### [SUPPLIED PASSAGE]

————————

I hate drug tests. I think they're dumb and ineffective as policy. But mostly I object on moral grounds. I don't think it's your boss's business what you do at home. I don't think it's the government's business what you do at home.

And I think it's a shame that the least harmful illegal drug is the easiest to pick up. Somebody drinks a bottle of whiskey and takes LSD and smokes a little weed on the side. And all we detect and care about is the joint?

I don't think police should be buying illegal drugs and I don't think surgeons and airplane captains should be high at work. But I don't think drug testing prevents any of that. Tests can be beaten. But it's in nobody's interest--certainly not those who profit from drug tests--to advertise that fact.

I also object because there's something unfair about requiring drug tests for low-level jobs. It's not right. Good forbid a stocker at Home Depot smoked weed and watched TV on his day off! I'm sure Home Depot's corporate board isn't drug tested. Corporate boards are never drug tested.

When I ask my students if they've had to pee in a cup, the majority--the vast majority--answer yes. Drug tests are now a normal part of most people's lives. Is that the country we want to live in?

————————

### [MATERIAL]
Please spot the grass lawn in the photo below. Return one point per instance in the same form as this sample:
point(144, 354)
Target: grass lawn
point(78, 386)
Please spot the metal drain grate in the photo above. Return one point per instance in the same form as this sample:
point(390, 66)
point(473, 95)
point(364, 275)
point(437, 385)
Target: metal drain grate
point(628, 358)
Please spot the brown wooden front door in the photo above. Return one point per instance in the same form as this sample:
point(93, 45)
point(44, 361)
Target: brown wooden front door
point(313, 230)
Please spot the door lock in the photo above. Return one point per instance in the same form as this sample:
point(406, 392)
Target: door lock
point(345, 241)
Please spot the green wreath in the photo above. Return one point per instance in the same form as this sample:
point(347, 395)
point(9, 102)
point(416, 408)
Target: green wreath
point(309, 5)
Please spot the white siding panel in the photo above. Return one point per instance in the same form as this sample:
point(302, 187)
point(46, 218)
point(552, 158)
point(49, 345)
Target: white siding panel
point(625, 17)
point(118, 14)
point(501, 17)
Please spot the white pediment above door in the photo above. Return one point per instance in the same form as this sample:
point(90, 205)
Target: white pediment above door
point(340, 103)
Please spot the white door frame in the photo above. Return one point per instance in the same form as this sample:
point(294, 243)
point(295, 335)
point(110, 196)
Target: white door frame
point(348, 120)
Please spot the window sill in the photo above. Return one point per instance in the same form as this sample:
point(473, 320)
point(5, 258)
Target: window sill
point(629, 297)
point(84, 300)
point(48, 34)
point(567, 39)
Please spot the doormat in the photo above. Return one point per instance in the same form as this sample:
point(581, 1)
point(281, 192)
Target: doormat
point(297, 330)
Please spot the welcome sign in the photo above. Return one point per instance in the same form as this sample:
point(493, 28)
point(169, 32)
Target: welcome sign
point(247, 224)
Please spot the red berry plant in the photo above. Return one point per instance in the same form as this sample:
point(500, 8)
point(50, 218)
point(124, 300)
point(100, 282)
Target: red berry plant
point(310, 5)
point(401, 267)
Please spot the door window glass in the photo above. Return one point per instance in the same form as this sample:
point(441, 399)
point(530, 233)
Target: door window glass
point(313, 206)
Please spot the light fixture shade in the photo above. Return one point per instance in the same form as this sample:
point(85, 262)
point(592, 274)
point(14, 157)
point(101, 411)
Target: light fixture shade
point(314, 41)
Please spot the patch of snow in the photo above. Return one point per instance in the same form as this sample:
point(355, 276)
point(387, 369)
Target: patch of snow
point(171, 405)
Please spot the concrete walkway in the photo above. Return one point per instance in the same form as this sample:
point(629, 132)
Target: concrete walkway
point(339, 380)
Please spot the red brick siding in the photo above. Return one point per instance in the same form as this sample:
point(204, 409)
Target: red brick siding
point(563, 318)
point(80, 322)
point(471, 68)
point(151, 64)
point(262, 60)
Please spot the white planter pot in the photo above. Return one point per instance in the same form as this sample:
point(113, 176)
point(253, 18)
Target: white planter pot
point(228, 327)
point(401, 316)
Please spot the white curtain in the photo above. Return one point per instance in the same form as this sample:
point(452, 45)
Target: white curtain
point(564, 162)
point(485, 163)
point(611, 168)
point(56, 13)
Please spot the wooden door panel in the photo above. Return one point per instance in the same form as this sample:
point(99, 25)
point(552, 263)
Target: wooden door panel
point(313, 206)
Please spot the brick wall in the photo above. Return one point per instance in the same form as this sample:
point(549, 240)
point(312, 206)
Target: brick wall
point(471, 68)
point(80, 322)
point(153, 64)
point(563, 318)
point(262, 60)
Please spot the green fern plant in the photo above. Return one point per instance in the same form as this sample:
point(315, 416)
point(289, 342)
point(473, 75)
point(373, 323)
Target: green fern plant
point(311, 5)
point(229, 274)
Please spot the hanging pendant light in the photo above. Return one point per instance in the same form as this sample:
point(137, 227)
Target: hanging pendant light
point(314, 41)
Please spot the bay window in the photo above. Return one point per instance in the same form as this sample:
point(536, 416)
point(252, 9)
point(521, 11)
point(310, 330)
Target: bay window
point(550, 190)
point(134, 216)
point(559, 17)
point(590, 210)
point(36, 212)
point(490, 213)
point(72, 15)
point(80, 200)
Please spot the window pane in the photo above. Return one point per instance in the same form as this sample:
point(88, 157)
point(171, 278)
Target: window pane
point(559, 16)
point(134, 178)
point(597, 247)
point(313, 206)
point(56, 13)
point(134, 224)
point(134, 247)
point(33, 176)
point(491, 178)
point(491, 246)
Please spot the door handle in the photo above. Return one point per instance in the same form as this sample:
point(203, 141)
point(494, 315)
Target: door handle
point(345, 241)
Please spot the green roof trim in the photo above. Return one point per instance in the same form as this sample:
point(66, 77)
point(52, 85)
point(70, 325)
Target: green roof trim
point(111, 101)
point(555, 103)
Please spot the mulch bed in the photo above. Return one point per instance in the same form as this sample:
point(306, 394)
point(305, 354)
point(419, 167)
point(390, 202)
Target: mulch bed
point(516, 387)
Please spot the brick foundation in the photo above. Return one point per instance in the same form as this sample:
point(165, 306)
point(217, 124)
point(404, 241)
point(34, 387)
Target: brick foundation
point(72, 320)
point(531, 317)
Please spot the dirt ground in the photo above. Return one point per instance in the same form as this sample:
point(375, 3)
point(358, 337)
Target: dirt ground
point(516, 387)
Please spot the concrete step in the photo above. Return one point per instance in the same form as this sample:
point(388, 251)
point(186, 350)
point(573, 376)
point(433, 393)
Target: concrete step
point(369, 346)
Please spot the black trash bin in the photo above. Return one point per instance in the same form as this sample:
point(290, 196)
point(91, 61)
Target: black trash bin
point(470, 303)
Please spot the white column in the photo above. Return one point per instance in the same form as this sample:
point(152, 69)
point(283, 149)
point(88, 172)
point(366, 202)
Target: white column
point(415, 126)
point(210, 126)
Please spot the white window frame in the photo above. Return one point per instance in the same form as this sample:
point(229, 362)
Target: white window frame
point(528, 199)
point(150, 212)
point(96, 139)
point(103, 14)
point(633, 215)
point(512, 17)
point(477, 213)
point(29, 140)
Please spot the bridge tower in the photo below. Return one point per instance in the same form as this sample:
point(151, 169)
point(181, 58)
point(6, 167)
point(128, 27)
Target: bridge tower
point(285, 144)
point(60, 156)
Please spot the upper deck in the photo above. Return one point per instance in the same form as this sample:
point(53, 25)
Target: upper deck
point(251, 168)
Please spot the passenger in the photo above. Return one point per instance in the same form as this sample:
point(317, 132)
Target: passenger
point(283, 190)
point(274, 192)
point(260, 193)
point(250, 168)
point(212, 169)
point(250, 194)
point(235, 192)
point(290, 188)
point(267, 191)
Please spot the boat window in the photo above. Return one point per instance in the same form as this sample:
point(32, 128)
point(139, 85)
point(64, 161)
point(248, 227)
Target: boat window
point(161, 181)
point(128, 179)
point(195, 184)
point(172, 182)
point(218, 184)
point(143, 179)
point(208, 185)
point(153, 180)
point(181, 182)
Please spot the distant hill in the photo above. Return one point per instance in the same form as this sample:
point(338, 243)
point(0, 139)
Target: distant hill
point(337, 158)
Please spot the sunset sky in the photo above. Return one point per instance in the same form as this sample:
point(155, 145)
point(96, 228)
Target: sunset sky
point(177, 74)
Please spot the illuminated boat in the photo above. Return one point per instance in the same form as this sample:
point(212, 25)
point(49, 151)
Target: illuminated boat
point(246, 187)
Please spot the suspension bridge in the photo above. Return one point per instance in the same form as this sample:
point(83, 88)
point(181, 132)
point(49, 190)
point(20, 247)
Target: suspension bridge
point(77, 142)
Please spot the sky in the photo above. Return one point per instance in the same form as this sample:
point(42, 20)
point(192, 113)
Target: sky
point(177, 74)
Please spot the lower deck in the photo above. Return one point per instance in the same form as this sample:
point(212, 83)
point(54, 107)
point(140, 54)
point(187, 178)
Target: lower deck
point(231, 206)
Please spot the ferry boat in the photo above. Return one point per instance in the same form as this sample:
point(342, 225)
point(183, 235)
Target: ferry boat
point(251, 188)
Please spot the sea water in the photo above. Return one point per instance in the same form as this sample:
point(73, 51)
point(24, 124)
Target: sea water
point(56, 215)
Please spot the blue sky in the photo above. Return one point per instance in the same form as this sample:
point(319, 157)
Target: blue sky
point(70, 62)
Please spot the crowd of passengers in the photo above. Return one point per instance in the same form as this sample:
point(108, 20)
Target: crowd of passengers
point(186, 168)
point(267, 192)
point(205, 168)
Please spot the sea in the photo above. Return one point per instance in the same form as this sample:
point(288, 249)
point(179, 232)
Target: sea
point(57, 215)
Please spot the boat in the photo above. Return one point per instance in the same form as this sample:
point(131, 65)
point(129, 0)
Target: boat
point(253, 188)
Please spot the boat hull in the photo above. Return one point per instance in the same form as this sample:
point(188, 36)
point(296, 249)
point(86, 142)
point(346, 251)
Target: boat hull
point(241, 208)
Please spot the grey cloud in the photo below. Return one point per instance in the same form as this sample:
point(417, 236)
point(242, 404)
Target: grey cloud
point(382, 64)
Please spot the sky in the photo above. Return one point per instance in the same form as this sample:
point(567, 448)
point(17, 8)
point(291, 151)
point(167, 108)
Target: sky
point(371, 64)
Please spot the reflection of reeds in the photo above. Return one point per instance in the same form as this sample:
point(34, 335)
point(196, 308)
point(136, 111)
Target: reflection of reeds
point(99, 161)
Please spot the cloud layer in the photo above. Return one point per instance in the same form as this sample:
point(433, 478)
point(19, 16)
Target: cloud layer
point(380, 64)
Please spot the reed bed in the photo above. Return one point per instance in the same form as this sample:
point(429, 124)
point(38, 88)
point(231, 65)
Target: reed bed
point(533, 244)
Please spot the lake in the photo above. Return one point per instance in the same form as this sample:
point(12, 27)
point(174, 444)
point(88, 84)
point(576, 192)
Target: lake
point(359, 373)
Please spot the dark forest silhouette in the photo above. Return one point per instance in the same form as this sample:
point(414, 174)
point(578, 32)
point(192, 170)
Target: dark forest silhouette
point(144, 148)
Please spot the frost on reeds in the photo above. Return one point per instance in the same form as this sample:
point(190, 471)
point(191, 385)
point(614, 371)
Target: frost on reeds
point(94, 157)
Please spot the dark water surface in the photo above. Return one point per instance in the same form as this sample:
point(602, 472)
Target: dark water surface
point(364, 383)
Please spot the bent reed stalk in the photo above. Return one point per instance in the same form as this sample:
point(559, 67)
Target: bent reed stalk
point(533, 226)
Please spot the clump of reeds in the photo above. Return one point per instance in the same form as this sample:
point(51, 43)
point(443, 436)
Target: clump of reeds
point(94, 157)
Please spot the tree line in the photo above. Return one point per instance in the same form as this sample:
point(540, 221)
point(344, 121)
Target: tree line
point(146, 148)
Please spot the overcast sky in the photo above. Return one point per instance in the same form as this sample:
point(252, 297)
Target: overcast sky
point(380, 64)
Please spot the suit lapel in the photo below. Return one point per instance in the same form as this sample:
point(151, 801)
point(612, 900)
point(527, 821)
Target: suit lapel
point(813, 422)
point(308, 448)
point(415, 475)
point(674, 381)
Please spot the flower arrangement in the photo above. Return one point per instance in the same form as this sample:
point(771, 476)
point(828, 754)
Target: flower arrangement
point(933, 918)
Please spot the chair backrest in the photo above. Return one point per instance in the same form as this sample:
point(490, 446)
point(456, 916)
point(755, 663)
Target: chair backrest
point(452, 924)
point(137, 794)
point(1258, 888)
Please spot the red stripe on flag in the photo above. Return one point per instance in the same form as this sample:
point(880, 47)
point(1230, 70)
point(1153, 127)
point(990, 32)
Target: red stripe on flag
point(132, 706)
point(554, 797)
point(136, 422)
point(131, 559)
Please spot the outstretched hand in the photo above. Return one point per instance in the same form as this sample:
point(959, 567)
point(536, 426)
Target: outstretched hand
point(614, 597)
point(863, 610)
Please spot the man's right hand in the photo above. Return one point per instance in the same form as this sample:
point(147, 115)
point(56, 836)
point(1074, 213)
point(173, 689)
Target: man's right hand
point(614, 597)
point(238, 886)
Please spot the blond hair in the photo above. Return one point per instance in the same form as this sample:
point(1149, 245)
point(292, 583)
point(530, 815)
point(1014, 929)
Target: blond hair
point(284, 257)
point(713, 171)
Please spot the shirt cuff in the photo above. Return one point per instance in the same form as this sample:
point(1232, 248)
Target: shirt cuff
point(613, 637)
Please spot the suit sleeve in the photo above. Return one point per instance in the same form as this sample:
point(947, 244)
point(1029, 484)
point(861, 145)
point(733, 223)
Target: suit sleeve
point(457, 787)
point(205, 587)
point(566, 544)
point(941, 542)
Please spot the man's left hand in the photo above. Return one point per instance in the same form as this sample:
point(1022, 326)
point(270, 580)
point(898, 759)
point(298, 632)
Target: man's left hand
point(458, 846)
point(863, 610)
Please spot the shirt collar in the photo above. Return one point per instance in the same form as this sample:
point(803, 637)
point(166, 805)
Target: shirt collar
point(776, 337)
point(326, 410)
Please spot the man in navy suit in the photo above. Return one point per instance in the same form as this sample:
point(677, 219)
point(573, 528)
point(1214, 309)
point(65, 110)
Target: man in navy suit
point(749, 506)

————————

### [WRITTEN REQUEST A]
Write out the stretch of the drug-test essay from "And I think" through "never drug tested.", word for word.
### [WRITTEN REQUEST B]
List every substance the drug-test essay names as something a person might take.
The data plays no part in what follows and can be left aside.

### [WORKED ANSWER A]
And I think it's a shame that the least harmful illegal drug is the easiest to pick up. Somebody drinks a bottle of whiskey and takes LSD and smokes a little weed on the side. And all we detect and care about is the joint?

I don't think police should be buying illegal drugs and I don't think surgeons and airplane captains should be high at work. But I don't think drug testing prevents any of that. Tests can be beaten. But it's in nobody's interest--certainly not those who profit from drug tests--to advertise that fact.

I also object because there's something unfair about requiring drug tests for low-level jobs. It's not right. Good forbid a stocker at Home Depot smoked weed and watched TV on his day off! I'm sure Home Depot's corporate board isn't drug tested. Corporate boards are never drug tested.

### [WORKED ANSWER B]
- whiskey
- LSD
- weed (also called "the joint")